**Problem**
Retype the passage of the cinema text between "The new cinema’s" and "to the place.", inclusive.

**Excerpted text**

╔══

The new cinema’s ground floor café does look a bit like a Shoreditch eatery, with its ceiling stripped back to the bare brick and concrete, and its air ducting and dangling light fittings on conspicuously trendy display. But there’s some nice proper booths with tables – rather like those in the late New Piccadilly Café in nearby Denman Street. When my veggie sandwich arrives on a proper china plate, and not on a recycled hubcap or an on old vinyl album, I find myself warming to the place.

(There is currently a popular social media account called ‘We Want Plates’. It campaigns against the trend in arty restaurants to present their meals on anything from wooden boards to slabs of rock. I have to admit I, too, want plates).

The wall of the café is covered in a mural rendered in a naïve, David Shrigley-like doodle, on the theme of cinema. There’s scenes from cinema history, diagrams on narrative theory, and fictional examples of cinema archetypes, such as ‘Man Shouting Out Of A Prius In LA, On His Way To A Thing’. As for the actual films, there’s seven screens, including a 341-seater with Dolby Atmos, whatever that is. The type of films on offer seem to be a bit of everything: in this first week, you can choose between the arty likes of Carol Morley’s The Falling, the critically loved Girlhood and London Road, and documentaries like The Look of Silence and Dark Horse. And if you absolutely must, there’s also Jurassic World 3D.

* * *

To Senate House Library in Malet Street, where I hand back my remaining library books in time for the expiry of my BA-affiliated membership card. Another sign of the degree coming to an end.

╚══

**Stored data**
╔══

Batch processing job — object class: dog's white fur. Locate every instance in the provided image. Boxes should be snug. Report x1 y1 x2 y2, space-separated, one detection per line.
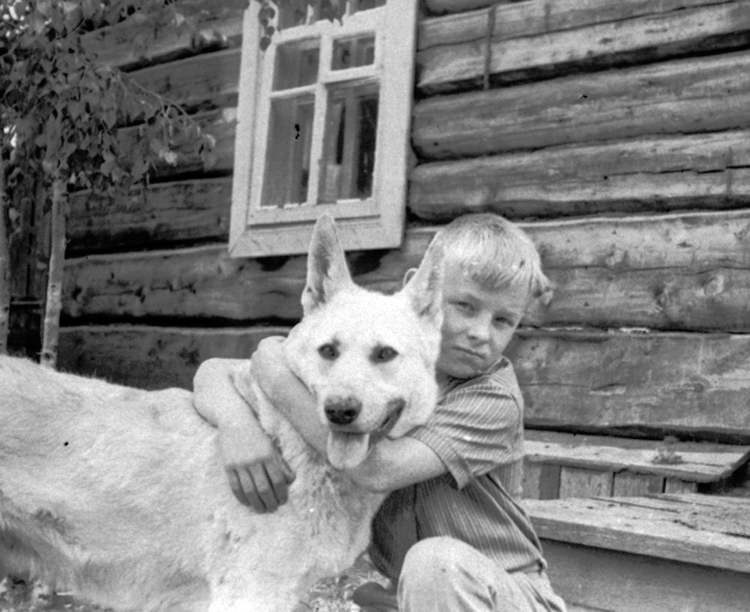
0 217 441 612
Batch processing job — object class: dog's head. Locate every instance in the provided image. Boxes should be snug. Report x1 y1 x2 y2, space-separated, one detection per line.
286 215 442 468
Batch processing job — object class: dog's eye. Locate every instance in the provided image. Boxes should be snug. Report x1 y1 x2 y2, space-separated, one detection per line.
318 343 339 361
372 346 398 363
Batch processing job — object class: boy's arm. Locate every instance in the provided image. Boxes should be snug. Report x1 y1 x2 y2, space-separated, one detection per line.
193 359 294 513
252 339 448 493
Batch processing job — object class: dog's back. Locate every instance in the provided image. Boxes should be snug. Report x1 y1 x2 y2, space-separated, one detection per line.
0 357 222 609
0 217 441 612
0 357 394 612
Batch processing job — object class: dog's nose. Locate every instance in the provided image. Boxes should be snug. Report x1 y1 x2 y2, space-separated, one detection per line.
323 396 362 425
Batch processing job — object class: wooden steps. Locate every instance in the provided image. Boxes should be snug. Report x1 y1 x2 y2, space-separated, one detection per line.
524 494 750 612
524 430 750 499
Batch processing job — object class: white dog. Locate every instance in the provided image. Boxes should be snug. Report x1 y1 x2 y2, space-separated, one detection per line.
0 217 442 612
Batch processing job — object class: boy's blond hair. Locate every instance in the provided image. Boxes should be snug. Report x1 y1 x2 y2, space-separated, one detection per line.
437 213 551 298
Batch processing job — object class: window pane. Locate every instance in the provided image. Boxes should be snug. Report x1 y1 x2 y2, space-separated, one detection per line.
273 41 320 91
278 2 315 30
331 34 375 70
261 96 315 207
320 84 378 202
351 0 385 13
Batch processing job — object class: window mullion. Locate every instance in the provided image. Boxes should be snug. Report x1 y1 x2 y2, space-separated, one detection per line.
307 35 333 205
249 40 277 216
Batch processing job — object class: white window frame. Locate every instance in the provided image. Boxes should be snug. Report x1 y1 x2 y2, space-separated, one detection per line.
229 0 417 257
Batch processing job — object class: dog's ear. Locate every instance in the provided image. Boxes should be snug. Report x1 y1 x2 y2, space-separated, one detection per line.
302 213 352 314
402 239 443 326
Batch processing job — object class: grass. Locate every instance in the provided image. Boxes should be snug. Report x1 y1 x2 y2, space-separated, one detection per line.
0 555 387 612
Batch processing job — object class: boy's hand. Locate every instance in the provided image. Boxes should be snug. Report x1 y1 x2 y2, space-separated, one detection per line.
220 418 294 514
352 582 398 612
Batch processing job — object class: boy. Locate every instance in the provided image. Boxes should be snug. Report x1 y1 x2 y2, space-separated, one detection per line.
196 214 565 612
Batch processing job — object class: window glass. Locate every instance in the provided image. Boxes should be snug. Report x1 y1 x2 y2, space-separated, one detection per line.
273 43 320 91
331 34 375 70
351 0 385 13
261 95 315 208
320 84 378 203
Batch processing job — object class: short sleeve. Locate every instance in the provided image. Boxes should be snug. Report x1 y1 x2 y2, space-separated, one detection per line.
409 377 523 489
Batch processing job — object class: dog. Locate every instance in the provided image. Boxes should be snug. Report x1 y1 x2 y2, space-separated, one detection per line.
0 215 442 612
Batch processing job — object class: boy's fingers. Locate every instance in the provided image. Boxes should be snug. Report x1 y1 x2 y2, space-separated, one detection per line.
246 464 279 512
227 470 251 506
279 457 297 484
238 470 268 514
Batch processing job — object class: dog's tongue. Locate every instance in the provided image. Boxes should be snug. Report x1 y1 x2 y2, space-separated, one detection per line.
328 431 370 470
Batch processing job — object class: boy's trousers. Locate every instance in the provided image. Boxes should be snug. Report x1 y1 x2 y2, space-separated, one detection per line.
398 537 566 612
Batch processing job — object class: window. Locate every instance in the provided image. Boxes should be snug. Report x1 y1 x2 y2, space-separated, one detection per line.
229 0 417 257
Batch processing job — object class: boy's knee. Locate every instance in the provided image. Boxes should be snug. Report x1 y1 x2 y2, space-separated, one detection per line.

╚══

**Task output**
The new cinema’s ground floor café does look a bit like a Shoreditch eatery, with its ceiling stripped back to the bare brick and concrete, and its air ducting and dangling light fittings on conspicuously trendy display. But there’s some nice proper booths with tables – rather like those in the late New Piccadilly Café in nearby Denman Street. When my veggie sandwich arrives on a proper china plate, and not on a recycled hubcap or an on old vinyl album, I find myself warming to the place.